§ **Exercise inputs**

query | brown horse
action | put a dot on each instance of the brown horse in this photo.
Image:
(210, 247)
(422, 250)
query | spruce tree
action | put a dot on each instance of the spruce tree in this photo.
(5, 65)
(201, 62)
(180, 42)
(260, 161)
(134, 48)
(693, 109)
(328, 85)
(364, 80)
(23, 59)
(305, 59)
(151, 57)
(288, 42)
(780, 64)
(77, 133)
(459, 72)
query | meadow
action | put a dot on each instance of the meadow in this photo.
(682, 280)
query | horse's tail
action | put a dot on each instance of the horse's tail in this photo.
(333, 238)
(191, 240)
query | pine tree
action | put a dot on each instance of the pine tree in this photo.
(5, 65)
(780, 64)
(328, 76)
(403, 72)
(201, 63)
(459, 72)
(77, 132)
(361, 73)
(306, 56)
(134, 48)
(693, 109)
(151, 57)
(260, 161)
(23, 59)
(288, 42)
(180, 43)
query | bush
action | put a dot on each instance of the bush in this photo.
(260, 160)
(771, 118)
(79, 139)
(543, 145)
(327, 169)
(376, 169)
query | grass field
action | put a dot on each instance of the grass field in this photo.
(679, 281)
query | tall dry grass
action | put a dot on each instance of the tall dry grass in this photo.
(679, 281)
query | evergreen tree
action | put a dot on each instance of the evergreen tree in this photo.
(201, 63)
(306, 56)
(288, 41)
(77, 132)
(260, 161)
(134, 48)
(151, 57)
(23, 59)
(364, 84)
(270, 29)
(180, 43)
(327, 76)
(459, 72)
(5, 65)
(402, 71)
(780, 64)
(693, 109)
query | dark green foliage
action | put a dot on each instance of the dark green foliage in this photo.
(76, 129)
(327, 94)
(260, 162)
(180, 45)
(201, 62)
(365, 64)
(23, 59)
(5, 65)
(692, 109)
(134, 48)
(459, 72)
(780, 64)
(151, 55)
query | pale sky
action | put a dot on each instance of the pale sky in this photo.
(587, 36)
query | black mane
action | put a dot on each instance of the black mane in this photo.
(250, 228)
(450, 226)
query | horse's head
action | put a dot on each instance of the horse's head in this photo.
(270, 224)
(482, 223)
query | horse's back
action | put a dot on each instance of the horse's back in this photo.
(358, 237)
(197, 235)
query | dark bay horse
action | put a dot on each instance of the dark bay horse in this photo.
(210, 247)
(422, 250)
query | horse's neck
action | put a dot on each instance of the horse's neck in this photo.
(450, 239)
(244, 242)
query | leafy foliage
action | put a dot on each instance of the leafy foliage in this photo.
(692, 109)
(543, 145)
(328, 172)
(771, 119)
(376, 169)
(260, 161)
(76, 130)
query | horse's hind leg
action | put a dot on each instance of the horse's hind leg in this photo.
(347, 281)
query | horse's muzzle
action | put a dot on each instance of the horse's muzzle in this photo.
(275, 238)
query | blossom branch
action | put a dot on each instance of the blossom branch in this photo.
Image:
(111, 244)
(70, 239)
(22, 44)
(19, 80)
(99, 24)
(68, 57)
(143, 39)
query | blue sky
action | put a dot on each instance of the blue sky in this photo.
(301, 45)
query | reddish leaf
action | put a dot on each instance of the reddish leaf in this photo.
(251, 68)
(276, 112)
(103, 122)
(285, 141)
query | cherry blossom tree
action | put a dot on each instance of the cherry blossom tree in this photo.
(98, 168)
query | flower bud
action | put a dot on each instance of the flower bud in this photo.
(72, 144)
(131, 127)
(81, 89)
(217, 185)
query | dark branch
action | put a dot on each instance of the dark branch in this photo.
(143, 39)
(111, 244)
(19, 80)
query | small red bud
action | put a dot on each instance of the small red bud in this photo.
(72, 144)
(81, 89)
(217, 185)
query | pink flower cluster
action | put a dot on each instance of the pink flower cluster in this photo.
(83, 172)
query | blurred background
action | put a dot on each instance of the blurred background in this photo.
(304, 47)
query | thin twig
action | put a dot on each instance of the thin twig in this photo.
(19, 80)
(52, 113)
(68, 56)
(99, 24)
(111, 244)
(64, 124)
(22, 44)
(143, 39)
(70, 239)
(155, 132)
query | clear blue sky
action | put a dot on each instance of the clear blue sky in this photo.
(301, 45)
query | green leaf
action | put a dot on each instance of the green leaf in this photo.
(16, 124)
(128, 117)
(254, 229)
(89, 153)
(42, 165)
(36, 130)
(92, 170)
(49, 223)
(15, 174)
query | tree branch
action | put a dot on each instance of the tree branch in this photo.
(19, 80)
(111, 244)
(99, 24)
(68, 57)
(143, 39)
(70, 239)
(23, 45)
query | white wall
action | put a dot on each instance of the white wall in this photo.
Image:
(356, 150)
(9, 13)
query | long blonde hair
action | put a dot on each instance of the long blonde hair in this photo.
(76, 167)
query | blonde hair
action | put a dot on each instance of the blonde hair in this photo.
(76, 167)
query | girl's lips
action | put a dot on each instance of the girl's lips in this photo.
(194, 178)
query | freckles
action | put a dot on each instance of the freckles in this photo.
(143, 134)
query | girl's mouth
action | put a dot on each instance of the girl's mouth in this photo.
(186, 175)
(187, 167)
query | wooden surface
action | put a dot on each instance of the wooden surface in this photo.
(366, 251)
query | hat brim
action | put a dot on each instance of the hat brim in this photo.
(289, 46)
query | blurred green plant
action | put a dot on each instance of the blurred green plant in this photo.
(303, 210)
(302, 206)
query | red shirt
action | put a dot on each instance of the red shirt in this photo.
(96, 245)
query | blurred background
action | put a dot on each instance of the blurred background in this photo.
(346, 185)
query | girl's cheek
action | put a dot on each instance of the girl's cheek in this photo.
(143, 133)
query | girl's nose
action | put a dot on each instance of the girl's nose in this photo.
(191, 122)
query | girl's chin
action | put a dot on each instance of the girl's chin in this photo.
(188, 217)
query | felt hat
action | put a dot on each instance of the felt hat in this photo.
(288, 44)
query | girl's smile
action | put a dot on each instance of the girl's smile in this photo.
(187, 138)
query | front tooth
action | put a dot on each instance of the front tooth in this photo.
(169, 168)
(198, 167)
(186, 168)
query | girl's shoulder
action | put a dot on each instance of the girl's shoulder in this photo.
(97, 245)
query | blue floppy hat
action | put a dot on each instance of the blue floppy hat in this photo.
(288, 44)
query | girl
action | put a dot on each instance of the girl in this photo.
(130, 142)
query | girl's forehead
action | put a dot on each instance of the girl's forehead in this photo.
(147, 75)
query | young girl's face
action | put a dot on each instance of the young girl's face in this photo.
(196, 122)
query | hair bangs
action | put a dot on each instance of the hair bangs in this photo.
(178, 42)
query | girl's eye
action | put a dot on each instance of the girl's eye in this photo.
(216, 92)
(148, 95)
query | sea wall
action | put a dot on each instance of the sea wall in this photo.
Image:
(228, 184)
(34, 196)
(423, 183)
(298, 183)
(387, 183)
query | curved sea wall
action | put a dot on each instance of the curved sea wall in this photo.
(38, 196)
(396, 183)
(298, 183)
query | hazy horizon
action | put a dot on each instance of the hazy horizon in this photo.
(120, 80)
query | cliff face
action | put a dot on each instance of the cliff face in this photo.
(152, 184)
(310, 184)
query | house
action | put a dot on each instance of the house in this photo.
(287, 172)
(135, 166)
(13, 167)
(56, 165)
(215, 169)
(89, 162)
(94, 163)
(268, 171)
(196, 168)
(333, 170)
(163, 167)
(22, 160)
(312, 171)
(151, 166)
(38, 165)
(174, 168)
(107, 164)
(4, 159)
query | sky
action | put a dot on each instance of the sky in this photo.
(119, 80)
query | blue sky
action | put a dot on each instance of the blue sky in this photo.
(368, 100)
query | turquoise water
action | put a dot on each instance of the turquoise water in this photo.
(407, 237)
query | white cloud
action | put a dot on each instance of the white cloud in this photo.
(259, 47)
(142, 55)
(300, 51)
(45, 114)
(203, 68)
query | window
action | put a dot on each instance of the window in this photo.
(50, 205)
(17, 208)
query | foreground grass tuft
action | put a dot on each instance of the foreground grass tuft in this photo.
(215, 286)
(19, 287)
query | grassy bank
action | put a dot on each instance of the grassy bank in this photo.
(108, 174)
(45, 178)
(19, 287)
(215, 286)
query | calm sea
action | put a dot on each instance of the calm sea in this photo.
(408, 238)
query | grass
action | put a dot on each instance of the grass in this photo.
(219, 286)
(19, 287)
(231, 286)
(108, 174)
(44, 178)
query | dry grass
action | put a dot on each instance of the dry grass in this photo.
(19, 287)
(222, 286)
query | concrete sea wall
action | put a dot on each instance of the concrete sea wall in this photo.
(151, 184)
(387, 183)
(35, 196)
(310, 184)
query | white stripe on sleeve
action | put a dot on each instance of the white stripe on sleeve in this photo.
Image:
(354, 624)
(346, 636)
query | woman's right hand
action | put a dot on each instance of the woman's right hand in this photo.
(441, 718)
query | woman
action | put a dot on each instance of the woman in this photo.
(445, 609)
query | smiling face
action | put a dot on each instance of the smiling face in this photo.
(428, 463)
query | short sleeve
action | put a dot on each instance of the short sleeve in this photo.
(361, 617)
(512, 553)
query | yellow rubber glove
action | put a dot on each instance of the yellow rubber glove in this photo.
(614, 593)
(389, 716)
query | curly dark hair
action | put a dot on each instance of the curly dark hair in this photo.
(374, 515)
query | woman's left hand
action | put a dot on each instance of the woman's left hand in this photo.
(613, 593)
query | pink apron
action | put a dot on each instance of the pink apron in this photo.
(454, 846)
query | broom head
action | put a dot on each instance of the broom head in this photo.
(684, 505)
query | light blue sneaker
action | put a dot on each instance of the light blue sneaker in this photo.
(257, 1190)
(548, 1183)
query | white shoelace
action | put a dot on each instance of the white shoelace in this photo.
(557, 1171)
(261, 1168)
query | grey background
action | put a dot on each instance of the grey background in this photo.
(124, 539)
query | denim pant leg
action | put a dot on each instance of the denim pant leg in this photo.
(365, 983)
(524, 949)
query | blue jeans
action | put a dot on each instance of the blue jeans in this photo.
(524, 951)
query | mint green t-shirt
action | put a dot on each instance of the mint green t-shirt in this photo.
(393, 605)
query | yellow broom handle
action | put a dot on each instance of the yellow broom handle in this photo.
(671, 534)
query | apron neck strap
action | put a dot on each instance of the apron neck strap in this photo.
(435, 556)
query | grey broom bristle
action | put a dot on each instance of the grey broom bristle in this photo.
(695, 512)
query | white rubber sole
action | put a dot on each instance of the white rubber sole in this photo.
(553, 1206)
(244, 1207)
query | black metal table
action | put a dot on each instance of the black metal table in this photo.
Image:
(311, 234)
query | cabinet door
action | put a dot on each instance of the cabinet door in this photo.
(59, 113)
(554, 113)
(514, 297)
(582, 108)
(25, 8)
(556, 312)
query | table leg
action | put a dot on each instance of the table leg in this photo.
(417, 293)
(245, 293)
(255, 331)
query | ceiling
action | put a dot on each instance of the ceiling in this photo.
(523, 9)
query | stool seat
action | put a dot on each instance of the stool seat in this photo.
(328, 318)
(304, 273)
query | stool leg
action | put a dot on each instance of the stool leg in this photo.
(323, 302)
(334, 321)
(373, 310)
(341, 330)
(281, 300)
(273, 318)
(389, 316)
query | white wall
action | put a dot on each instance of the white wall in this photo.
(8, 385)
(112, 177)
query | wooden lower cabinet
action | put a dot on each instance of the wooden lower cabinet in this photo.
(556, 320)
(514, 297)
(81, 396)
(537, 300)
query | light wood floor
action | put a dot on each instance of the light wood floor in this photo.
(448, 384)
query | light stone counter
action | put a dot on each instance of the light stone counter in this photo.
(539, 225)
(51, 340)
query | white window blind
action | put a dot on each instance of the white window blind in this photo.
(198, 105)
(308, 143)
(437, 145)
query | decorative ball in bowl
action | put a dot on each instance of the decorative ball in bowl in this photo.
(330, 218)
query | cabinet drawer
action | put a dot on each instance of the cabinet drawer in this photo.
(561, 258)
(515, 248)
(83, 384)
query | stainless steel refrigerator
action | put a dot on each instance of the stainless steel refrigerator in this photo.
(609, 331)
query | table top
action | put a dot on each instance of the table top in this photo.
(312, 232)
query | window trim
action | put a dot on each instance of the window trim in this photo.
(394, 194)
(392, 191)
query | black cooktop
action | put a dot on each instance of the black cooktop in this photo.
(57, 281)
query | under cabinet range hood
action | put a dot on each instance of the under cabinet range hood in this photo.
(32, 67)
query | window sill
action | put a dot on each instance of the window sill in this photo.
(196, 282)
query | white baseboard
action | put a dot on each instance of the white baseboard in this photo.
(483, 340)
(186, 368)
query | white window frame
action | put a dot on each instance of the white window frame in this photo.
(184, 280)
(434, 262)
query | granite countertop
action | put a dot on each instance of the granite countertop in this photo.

§ **Aim of the task**
Begin with the line that contains "query | light stone counter" and set down each line exactly until the records above end, including the final line.

§ **Exercise solution**
query | light stone counter
action | put a dot on each instance of the light stone counter in this photo.
(539, 225)
(51, 340)
query | white window blind
action | put a dot on each instance of the white window blind in this photo.
(198, 105)
(308, 143)
(437, 145)
query | decorative ball in bowl
action | put a dot on each instance of the decorative ball in bowl in this photo.
(330, 218)
query | cabinet drawer
action | put a dot on each instance of the cabinet drawer in this photo.
(561, 258)
(515, 248)
(83, 384)
query | stainless steel refrigerator
action | put a dot on each instance of the stainless steel refrigerator in this photo.
(609, 331)
query | table top
action | put a dot on each instance of the table top in this photo.
(312, 232)
query | window trim
action | put a dot on each instance of the window trim in this photo.
(394, 194)
(392, 191)
query | black cooktop
action | put a dot on each instance of the black cooktop in this photo.
(57, 281)
query | under cabinet range hood
action | put a dot on each instance of the under cabinet range hood in this photo.
(32, 67)
query | window sill
action | put a dot on each instance of the window sill in this photo.
(196, 282)
query | white baseboard
action | put a dot on each instance of the white baseboard in this photo.
(483, 340)
(186, 368)
query | white window frame
action | put a dot on each instance of the white window frame in this photo.
(184, 280)
(434, 262)
query | granite countertop
action | put a dot on each instance of the granite countertop in this photo.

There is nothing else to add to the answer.